— Task —
Turn the lines, starting from the first one and going on through the line that contains "24L281 25L282 20H275L273", into a numbered list, skipping any blank lines.

— Working data —
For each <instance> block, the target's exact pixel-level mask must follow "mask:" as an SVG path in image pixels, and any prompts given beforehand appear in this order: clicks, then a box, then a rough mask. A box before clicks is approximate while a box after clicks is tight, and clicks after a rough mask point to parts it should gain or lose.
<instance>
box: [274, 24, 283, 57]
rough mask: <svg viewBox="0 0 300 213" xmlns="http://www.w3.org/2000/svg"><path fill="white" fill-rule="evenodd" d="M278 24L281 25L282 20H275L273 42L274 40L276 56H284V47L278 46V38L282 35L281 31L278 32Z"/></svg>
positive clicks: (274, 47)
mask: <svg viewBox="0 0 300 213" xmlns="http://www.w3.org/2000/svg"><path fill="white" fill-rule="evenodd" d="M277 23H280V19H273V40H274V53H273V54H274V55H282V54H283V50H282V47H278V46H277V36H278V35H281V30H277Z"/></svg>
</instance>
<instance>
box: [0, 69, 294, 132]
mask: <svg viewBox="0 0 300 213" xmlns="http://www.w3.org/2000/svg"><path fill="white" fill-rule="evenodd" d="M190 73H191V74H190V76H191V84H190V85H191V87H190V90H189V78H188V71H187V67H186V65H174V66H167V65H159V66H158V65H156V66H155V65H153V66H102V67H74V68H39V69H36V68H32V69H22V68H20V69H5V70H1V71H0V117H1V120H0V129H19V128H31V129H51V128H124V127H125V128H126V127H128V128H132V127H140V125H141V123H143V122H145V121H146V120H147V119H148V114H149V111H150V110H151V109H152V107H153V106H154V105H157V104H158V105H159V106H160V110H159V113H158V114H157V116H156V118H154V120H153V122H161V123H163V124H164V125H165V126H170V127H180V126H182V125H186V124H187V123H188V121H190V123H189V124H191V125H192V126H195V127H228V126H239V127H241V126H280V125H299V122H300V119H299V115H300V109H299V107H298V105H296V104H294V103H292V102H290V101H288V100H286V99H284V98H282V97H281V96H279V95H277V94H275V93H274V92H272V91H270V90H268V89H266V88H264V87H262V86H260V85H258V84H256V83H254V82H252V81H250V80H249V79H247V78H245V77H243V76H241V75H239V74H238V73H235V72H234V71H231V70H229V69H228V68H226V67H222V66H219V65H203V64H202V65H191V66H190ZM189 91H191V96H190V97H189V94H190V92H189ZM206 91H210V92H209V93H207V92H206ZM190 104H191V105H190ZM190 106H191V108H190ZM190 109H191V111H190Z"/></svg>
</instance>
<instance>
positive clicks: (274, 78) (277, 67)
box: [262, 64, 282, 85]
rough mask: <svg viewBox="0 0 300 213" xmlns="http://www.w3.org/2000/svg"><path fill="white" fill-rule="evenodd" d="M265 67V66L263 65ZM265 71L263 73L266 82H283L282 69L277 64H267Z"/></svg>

— Written response —
1. For each <instance> block, the target's exact pixel-level mask must follow "mask:" as an SVG path in image pixels, and any prompts given beforehand appear in this order: clicks, then a box, then a rough mask. A box before clicks is approximate while a box after clicks is tight, and clicks after a rough mask point to parts it should gain or lose.
2. <instance>
3. box: [274, 24, 283, 57]
4. rough mask: <svg viewBox="0 0 300 213" xmlns="http://www.w3.org/2000/svg"><path fill="white" fill-rule="evenodd" d="M278 24L281 25L282 20H275L273 42L274 40L276 56H284V47L278 46V38L282 35L281 31L278 32Z"/></svg>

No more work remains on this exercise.